# Exercise set
A – Answer these questions using the passage on pure exploration models:
(i) What is the set A made up of?
(ii) What does δ stand for in the tuple?
(iii) What three properties does the distribution distance in Assumption 1 have?
B – Translate this sentence from the passage on pure exploration models into Spanish: "Most functions in real applications satisfy this assumption."

# Passage shown
2.1 Models and definitions

A pure exploration problem with general distribution functions can be modelled as a tuple \((A,D,H,\delta )\). \(A = \{1,2,\cdots ,m\}\) is the set of all arms. \(D = \{D_1,\cdots ,D_m\}\) is the set of corresponding probability distributions of arms in A. H is a reward function \(\varPhi \rightarrow \mathbb {R}\), where \(\varPhi\) is the set of all possible probability distributions, and \(\delta\) is the error probability. At each time slot, a policy \(\pi\) needs to choose an arm i(t) based on the previous observations, and then it observes a random variable \(X(t) \sim D_{i(t)}\). The random variables \(\{X(\tau )\}_{\tau =1}^t\) are independent. The policy \(\pi\) can also choose to stop the game and output a target arm whenever it wants. We use \(T_\pi\) to denote the random variable of the stopping time of policy \(\pi\), and \(S_\pi\) to be the random variable of the output arm. Then the goal of the player is to design a policy \(\pi\) such that with high probability, it can find the arm i with the maximum value \(H(D_i)\), i.e., \(\Pr [S_\pi \in {\mathrm{argmax}}_i H(D_i)] \ge 1 - \delta\) (this is also called a \(\delta\)-PAC algorithm). Under this constraint, the player wants the sample complexity \(T_\pi\) as low as possible.

As commonly assumed in the pure exploration problems, we assume that there is a unique optimal arm \(i^*\), i.e., \(H(D_{i^*}) = \max _i H(D_{i})\) and \(H(D_{i^*}) > \max _{j\ne i^*} H(D_{i})\). By this assumption, we can define the gap \(\varDelta _i\) as follows:

$$\begin{aligned} \varDelta _i = \left\{ \begin{array}{ll} H(D_{i^*}) - H(D_i) &{} \hbox { if}\ i\ne i^*\\ H(D_{i^*}) - \max _{j\ne i^*} H(D_j)&{} \hbox { if}\ i= i^* \end{array} \right. \end{aligned}$$

Since the optimal solution is unique, \(\forall i \in A, \varDelta _i > 0\).

Assumption 1

There exists a constant B, such that for any distributions G and \(G'\), we have

$$\begin{aligned} |H(G)-H(G')| \le B \cdot \varLambda (G,G'), \end{aligned}$$

where \(\varLambda (\cdot , \cdot )\) denotes some type of distribution distance, which is positive, symmetric, and follows the triangle inequality.

Assumption 1 is to ensure the continuity of the reward function H. Most functions in real applications satisfy this assumption.

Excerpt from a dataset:
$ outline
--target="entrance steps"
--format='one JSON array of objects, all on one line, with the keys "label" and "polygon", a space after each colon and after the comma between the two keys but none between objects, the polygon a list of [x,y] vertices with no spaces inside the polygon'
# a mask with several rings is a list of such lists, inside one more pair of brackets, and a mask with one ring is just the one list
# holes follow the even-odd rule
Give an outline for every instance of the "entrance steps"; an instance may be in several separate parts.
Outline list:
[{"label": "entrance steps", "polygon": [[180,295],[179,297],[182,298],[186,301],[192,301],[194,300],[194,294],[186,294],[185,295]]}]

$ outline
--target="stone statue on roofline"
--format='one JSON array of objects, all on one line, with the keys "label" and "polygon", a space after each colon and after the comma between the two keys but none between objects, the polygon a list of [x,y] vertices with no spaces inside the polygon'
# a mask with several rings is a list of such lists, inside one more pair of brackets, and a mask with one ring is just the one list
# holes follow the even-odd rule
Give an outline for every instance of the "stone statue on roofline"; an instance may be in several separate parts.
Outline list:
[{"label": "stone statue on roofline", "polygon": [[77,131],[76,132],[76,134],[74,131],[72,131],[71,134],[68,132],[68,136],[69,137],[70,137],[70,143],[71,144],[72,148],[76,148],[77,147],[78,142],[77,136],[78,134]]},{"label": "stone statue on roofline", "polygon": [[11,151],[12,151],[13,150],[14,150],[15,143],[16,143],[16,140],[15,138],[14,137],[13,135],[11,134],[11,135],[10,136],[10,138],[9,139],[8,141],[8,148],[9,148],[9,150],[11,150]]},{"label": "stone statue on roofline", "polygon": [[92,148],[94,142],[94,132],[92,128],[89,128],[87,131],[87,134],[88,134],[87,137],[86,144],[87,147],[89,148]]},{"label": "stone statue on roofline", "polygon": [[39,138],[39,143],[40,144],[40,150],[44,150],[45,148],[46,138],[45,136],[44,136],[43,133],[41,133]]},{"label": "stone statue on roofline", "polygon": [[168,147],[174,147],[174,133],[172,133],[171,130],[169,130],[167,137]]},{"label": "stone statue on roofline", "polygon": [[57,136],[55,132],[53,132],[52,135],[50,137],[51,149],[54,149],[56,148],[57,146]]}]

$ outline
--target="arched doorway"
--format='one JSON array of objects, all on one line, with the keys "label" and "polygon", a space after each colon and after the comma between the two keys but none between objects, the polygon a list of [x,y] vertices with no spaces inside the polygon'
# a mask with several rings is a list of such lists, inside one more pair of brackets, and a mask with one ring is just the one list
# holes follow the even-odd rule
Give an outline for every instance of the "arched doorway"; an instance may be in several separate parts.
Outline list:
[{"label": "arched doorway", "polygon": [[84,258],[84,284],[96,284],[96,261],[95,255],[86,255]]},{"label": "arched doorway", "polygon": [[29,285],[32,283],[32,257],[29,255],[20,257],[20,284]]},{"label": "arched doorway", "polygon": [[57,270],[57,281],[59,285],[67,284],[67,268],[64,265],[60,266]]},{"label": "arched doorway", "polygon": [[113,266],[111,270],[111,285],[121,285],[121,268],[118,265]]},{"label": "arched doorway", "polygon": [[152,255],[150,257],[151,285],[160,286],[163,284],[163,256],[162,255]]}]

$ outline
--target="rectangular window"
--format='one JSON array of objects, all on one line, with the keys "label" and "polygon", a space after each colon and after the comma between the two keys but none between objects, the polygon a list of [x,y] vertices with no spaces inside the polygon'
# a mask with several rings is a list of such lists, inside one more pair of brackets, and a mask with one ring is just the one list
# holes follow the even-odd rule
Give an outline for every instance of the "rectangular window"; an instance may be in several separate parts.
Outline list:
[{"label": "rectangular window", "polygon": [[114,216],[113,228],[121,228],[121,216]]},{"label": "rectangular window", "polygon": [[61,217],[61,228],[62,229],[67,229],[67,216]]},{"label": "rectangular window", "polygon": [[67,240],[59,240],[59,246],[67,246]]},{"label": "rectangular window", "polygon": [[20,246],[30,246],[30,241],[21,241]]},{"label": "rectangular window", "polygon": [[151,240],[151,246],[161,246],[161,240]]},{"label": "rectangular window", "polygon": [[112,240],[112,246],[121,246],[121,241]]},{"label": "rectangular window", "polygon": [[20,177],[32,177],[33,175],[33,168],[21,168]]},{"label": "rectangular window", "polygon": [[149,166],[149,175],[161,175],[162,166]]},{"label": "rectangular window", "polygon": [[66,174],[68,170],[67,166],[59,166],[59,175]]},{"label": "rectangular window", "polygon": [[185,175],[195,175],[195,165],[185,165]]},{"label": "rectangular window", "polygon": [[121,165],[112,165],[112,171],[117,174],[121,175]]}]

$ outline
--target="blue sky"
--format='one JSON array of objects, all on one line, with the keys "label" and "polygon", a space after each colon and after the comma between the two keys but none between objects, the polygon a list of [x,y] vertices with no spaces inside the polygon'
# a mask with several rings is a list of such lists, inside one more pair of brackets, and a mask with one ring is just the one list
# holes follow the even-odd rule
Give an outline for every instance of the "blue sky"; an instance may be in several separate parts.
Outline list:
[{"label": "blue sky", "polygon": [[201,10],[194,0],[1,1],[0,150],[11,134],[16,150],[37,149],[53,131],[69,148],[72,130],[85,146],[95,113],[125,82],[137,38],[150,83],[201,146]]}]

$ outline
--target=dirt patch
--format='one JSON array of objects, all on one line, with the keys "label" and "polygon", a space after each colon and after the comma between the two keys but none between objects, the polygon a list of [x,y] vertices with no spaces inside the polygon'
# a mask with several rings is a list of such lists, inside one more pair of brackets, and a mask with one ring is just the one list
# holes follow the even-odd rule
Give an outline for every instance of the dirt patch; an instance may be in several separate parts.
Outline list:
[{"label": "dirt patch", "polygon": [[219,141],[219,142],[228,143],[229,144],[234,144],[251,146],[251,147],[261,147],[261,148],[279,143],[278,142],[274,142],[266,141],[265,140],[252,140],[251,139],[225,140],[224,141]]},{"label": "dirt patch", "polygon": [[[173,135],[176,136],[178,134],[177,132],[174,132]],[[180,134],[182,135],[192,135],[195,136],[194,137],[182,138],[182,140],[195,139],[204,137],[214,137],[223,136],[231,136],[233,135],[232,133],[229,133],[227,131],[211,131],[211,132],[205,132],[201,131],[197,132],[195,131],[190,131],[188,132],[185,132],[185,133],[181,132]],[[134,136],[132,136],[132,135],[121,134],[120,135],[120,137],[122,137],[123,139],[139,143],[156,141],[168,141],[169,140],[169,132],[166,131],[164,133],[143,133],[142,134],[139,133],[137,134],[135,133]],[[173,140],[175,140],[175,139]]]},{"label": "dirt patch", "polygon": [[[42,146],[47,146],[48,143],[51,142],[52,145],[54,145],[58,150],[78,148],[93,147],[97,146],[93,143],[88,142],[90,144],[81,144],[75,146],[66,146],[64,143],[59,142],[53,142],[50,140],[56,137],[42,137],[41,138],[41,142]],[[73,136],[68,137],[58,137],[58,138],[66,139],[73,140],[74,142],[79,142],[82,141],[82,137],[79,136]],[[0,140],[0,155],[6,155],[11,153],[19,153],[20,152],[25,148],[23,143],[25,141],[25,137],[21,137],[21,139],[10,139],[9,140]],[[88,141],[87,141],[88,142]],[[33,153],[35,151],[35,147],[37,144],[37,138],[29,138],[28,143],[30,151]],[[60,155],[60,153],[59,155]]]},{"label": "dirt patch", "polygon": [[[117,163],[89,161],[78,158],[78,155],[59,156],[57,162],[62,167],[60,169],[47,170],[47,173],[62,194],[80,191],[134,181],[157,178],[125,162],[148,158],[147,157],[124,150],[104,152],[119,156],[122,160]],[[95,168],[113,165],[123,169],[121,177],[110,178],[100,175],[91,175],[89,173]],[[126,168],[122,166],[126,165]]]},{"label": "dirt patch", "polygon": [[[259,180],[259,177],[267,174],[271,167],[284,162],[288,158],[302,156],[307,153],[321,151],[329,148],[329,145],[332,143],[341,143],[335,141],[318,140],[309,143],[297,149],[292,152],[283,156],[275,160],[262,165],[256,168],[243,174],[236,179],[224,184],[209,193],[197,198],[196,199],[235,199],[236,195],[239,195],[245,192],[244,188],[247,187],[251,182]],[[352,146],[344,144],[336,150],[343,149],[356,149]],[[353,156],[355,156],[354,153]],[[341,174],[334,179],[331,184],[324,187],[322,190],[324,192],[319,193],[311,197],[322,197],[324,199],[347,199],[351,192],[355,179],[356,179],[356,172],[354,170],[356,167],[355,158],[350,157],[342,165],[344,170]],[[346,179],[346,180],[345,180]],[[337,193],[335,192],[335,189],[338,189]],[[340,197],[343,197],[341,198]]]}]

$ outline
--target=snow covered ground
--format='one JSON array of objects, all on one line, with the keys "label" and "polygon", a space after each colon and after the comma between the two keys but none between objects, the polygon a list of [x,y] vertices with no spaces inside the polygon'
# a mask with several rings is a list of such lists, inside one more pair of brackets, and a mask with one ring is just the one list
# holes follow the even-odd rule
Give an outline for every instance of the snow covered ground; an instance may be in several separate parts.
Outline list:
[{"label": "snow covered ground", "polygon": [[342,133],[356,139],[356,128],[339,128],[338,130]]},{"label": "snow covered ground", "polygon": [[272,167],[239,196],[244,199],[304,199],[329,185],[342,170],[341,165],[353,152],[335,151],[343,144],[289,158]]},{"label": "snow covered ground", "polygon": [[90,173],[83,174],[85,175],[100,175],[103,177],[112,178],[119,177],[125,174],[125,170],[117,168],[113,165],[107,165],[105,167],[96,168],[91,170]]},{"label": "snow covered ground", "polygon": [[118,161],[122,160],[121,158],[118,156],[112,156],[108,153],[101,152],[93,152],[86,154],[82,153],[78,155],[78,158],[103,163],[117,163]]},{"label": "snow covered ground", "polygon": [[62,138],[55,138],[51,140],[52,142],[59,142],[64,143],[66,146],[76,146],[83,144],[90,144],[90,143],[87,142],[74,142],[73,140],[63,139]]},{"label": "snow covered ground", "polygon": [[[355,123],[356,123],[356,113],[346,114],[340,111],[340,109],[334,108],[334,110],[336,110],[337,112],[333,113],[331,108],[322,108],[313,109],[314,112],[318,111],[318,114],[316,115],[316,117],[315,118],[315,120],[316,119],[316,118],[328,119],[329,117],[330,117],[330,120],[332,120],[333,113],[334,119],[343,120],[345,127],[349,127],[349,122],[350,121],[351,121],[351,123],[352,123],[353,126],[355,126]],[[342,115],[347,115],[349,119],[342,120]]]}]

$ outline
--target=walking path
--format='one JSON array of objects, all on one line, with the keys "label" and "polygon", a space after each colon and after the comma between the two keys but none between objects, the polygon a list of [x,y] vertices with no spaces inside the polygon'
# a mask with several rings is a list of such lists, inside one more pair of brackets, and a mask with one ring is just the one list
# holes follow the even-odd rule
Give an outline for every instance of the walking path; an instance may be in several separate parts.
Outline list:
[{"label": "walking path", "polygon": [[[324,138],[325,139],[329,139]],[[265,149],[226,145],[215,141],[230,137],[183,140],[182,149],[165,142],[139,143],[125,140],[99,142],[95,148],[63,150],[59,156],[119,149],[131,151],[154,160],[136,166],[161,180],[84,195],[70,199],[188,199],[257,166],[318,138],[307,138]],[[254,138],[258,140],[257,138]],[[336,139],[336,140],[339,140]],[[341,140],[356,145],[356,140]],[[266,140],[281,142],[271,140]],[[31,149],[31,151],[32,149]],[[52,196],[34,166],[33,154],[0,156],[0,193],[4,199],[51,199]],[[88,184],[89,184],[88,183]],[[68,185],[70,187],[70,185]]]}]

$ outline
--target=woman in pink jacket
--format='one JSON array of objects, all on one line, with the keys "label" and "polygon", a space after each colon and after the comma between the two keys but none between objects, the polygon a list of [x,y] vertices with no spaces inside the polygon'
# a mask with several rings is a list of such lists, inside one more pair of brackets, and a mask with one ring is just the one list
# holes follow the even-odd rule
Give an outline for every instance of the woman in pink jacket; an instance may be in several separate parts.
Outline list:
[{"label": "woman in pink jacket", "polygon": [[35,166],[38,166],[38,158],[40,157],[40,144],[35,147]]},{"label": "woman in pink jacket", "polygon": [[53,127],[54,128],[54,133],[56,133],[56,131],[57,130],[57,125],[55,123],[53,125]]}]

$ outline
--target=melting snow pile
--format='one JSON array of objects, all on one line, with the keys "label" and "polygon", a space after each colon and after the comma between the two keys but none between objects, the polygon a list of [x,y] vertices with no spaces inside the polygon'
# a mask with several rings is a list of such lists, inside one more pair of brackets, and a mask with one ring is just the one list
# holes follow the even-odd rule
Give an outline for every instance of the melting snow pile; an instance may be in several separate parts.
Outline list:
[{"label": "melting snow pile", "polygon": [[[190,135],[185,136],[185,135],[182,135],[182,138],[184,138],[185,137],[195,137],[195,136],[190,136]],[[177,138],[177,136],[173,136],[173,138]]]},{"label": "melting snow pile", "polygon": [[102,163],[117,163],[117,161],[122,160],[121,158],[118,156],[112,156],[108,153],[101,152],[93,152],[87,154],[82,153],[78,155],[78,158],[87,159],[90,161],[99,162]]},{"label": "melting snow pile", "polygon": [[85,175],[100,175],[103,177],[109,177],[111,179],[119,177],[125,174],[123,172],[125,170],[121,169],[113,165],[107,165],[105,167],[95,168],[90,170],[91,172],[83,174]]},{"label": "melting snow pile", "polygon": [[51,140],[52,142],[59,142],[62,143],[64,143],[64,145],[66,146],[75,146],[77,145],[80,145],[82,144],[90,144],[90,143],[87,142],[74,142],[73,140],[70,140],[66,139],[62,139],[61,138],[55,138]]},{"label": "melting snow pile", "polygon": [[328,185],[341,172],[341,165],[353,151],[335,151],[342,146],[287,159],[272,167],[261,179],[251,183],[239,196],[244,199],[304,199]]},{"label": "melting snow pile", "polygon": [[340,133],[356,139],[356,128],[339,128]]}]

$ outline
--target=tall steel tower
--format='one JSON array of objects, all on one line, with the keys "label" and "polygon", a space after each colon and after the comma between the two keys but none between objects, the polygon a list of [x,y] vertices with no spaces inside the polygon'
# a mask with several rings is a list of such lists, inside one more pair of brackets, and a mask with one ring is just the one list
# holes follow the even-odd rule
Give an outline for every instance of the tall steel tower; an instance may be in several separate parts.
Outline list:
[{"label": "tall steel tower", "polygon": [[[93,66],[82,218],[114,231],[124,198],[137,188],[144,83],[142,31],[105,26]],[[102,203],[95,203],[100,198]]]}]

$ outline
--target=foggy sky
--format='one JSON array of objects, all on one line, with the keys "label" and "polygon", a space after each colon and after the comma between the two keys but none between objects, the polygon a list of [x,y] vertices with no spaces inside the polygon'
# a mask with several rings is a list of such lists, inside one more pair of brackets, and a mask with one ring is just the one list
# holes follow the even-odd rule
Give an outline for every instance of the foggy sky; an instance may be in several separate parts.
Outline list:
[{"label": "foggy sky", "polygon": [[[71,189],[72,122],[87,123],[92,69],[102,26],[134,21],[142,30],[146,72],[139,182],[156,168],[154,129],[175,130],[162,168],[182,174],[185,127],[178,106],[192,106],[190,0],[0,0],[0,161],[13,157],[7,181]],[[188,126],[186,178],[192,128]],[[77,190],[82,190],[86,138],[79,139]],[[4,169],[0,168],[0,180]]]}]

# Answers to the tasks
A –
(i) All arms.
(ii) The error probability.
(iii) It is positive, symmetric, and follows the triangle inequality.

B – La mayoría de las funciones en aplicaciones reales satisfacen esta suposición.